Problem requirements = The full listing is to be transcribed exactly, with each picture left out.

Provided data =
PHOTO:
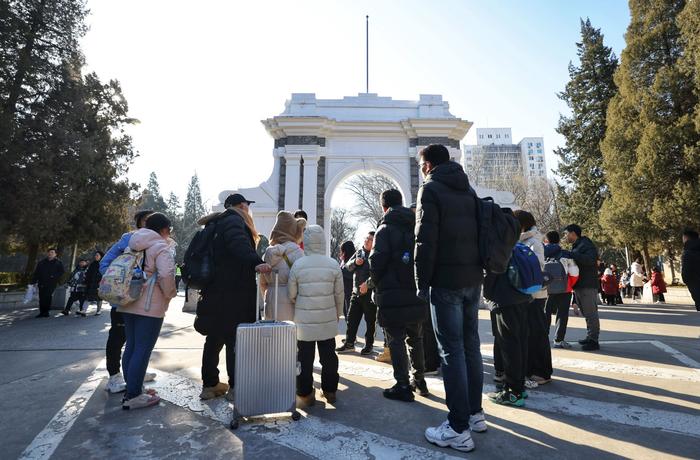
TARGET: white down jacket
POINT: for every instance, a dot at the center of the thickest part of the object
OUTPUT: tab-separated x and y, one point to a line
274	255
316	289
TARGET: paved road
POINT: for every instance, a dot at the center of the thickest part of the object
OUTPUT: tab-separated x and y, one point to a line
639	397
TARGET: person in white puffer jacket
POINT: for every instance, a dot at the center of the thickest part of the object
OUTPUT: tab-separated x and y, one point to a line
283	251
316	289
538	370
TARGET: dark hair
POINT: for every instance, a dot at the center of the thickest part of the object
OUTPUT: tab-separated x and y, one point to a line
436	154
553	237
348	249
691	234
527	220
391	198
141	214
157	222
573	228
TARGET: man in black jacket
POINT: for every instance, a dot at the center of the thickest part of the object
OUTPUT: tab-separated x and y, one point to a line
46	276
361	300
401	313
690	264
585	254
229	299
448	271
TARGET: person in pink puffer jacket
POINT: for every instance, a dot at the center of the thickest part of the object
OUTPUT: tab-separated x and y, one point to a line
144	317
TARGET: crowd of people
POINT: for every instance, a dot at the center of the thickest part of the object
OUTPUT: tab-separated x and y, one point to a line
419	275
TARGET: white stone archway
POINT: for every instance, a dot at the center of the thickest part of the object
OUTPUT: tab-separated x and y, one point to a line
320	142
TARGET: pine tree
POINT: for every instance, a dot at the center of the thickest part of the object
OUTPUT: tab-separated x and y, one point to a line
649	131
587	94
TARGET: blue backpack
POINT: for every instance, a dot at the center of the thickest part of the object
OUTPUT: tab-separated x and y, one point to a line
524	270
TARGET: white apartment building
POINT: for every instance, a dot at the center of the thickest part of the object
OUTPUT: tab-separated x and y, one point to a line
495	155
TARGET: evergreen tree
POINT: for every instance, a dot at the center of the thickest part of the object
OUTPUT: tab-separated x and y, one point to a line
587	94
151	197
650	130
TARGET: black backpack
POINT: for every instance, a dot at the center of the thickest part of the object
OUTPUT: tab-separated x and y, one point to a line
198	268
498	231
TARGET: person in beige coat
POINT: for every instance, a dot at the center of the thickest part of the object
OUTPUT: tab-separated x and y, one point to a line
283	251
316	291
143	318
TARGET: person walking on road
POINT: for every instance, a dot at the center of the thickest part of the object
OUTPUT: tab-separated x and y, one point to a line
116	337
316	292
585	254
144	317
230	298
449	275
46	276
361	300
690	264
401	313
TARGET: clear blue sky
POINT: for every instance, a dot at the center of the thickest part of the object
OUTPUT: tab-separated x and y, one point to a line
201	75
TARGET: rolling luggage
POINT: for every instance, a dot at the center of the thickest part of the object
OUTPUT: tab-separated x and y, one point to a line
266	366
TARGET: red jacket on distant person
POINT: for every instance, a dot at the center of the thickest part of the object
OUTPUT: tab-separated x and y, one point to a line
658	285
609	284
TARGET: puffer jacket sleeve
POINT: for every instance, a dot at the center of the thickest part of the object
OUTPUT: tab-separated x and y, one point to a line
427	234
165	264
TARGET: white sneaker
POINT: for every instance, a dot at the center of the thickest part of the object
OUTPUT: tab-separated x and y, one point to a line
116	384
445	436
477	422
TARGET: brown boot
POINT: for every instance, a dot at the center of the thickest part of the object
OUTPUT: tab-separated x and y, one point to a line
217	390
304	402
384	356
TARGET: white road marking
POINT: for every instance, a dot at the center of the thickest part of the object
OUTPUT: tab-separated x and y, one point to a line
311	435
46	442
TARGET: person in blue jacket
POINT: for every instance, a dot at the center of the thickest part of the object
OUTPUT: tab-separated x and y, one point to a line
117	336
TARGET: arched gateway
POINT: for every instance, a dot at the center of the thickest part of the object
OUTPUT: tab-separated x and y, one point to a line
321	142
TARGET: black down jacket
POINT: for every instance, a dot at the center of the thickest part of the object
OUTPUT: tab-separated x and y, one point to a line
391	269
230	299
447	250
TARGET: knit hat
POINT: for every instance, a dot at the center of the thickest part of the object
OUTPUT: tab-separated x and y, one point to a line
287	228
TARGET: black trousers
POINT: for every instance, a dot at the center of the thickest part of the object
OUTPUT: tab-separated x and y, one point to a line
398	337
510	346
75	296
361	305
210	359
431	352
306	353
115	342
539	353
45	295
558	304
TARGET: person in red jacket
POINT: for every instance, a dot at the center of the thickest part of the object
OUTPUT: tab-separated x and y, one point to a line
608	283
658	285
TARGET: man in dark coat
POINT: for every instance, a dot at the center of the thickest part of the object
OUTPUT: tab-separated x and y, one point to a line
229	299
585	254
46	276
448	263
401	312
690	264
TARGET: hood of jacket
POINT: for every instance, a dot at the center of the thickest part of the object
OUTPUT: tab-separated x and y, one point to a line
314	240
399	216
552	251
450	174
145	238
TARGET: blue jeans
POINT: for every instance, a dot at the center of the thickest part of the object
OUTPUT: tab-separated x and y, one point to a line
456	323
141	335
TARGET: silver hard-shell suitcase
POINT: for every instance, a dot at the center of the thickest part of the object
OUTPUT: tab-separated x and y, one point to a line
266	366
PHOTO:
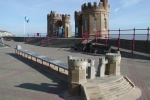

Task output =
PHOTO:
TARGET: white down jacket
POINT: for every instance, a dot at the center of the thickest part of the object
OUTPUT: tab-separated x and y, one point to a line
274	255
316	289
TARGET: paved road
POINT: for every instance, a dot at the center of the thickest part of the object
OUTPUT: tab-separated x and y, one point to a line
639	397
TARGET: person in white puffer jacket
POINT: for every instance, a dot at the center of the thickest part of the object
OUTPUT: tab-separated x and y, one point to a line
283	251
316	289
538	370
TARGET: dark hair
POINT: for every instance, a dot at the center of the thickest part of the object
OUTPUT: tab-separated x and y, one point to a line
436	154
553	237
348	249
691	234
527	220
391	198
141	214
157	222
573	228
TARGET: man in black jacket
POINT: for every instance, a dot at the center of the thickest part of the object
OUTPUT: tab-separated x and y, one point to a line
46	276
361	300
401	313
690	264
585	254
229	299
448	271
TARGET: person in pink puffer jacket
POINT: for every instance, a dot at the center of the thickest part of the object
OUTPUT: tab-separated x and y, one point to a line
144	317
TARGET: crowd of people
POINT: for every instance, a dot at the center of the thickest part of the object
OUTPUT: tab-separated x and y, one point to a line
419	275
TARGET: white stone archway
POINT: for every instance, a dot at the center of the thickest part of the object
OUTPUT: tab-separated x and y, one point to a line
320	142
TARGET: pine tree
POINT: for every instance, a dot at the center of the thickest part of the object
OUTPUT: tab-separated x and y, one point to a line
649	131
587	94
TARGET: blue backpack
POINT: for every instance, a dot at the center of the thickest part of the object
OUTPUT: tab-separated x and y, one point to a line
524	270
TARGET: white apartment building
POINT: for every instance, a dot at the center of the thickest part of the object
OUTPUT: tab-separated x and y, one point to a line
495	155
TARGET: evergreen tree
POINT: for every instance, a dot at the center of the thickest part of the object
OUTPUT: tab-separated x and y, one point to a line
587	94
151	197
650	130
TARGET: black backpack
POINT: for every instance, a dot at the center of the thickest part of the object
OUTPUT: tab-separated x and y, one point to a line
198	268
498	231
TARGET: person in beige coat
POINT: for every instance, a dot at the center of the thickest part of the object
OUTPUT: tab-separated x and y, one point to a line
283	251
316	291
143	318
TARGET: person walking on road
POINT: for every instance, a dot at the center of the thickest part of the object
OUTPUT: tab-separated x and y, one point to a line
116	337
316	292
585	254
144	317
230	298
449	275
46	276
361	300
690	264
401	313
TARGET: clear blue sky
POINT: for every instance, a dot at the center of the thickest part of the object
OUTPUT: tab-separated x and y, one point to a line
201	75
TARGET: rolling luggage
POINT: for every instance, a dot at the center of the thickest part of the object
OUTPUT: tab-separated x and y, one point to a line
266	366
TARGET: red jacket on distant person
POINT: for every instance, a dot at the center of the thickest part of the object
OUTPUT: tab-separated x and y, one point to a line
658	285
609	284
TARGET: puffer jacket sleeve
POINT: for every instance, a dot at the center of the thickest part of the object
OUTPUT: tab-separated x and y, one point to a line
427	234
165	264
TARGET: white sneaker
POINT: for every instance, a dot at the center of the thickest part of the object
OUTPUT: tab-separated x and y, one point to a line
116	384
445	436
477	422
TARGET: brown boot
POINT: for every instance, a dot at the center of the thickest part of the object
OUTPUT: tab-separated x and y, one point to a line
217	390
304	402
384	356
TARGET: white road marking
POINT: for every instance, a dot at the center of the thickest part of the object
OUTPUT: tab-separated x and y, one point to a line
311	435
46	442
TARGET: person in blue jacket
POINT: for every instance, a dot at the center of the thickest part of the object
OUTPUT: tab-separated x and y, one point to a line
117	336
TARGET: arched gateway
POINT: for every instance, a dot at the center of the thickest part of the object
OUTPUT: tab-separated x and y, one point to a line
321	142
TARGET: black down jacket
POINT: for every instance, a dot at the center of the thickest part of the object
OUTPUT: tab-separated x and y, one point to a line
391	269
230	299
447	250
TARGET: knit hat
POINT: for every instance, a dot at the center of the thickest part of the object
OUTPUT: tab-separated x and y, one point to a line
287	228
TARGET: black trousers
POINT: for every instance, a dot at the center of the thickest part of the object
OUTPUT: tab-separated x and y, one point to a line
398	337
510	346
75	296
361	305
210	359
431	352
306	353
115	342
539	353
45	295
558	304
TARGET: person in red jacket
POINT: for every instance, a dot at the center of the thickest part of the object
OUTPUT: tab-separated x and y, one point to a line
608	283
658	285
TARGET: man in dark coat
POINT: for every instance, a dot at the center of the thickest part of the object
OUTPUT: tab-separated x and y, one point to a line
229	299
585	254
46	276
448	263
401	312
690	264
TARGET: hood of jacket
POINT: for every instance, a dot at the center of the thickest part of the object
OUTPUT: tab-separated x and y, one point to a line
314	240
399	216
552	251
450	174
145	238
TARGET: blue jeans
POINT: for every instance, a dot at the center of the thickest part of the object
OUTPUT: tab-separated x and y, one point to a line
456	323
141	335
TARGET: silver hard-shell suitcase
POINT: for every instance, a dot at the center of the thickest part of the object
OUTPUT: tab-separated x and y, one point to a line
266	366
PHOTO:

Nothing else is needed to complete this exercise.